EXCERPTED PASSAGE:
Racism is definitely not a "new fruit" in Greek society and not a unique phenomenon to this country. I have witnessed it with my own eyes as it manifested throughout the years I was living there so I can share with you a little knowledge of how it ripens.
In Greece being different is not a good thing, as you will suffer a lot if you are a minority! Your life will be a living hell, if you are a woman or find yourself in a minority like being a lesbian, gay, gypsy, Pakistani, Albanian, Egyptian, Bulgarian, Ukrainian, Nigerian... In other words it will take a lot of effort to escape being discriminated against and that's without mentioning the people that are prepared to stand up for all these people, the likes of socialists, autonomists, anarchists, people that volunteer in NGO's or anyone that cherishes humanism/altruism. For people to fit in, in a land the locals like to call Hellas (and of the sun) to survive within it is to stay silent and live life in a comatose state.

WHAT YOU WILL DO:
1) According to the passage on racism in Greece, what must people do to fit in and survive there?
2) Reproduce the passage on racism in Greece word for word, starting at "Racism is definitely" and ending at "how it ripens.".
3) Summarize the passage on racism in Greece in two sentences.
The lines here come from a separate, unrelated source.

GIVEN INFORMATION:
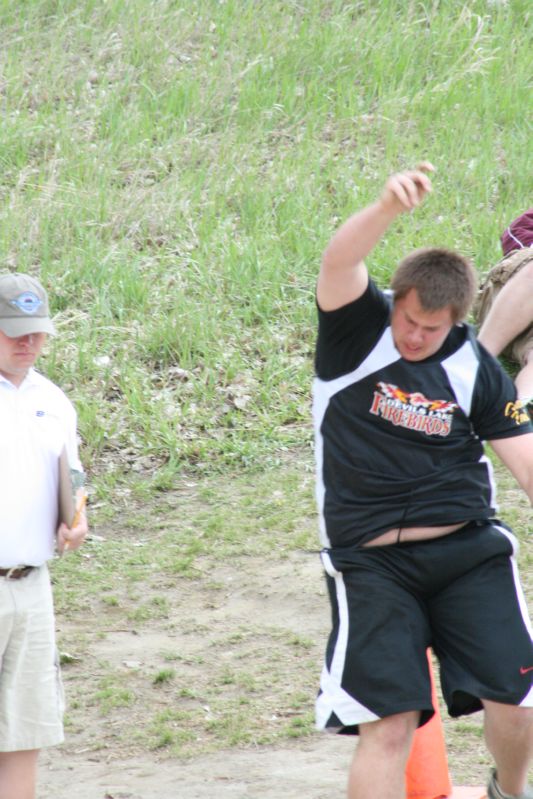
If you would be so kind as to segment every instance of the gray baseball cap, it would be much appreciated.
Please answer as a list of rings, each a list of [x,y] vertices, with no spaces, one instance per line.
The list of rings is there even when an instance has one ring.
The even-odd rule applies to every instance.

TASK RESPONSES:
1) They must stay silent and live life in a comatose state.

2)
Racism is definitely not a "new fruit" in Greek society and not a unique phenomenon to this country. I have witnessed it with my own eyes as it manifested throughout the years I was living there so I can share with you a little knowledge of how it ripens.

3) Racism is neither new to Greek society nor unique to Greece, and the writer saw it firsthand over years of living there. In Greece, women, minorities and the people who stand up for them face discrimination, and fitting in means staying silent and living in a comatose state.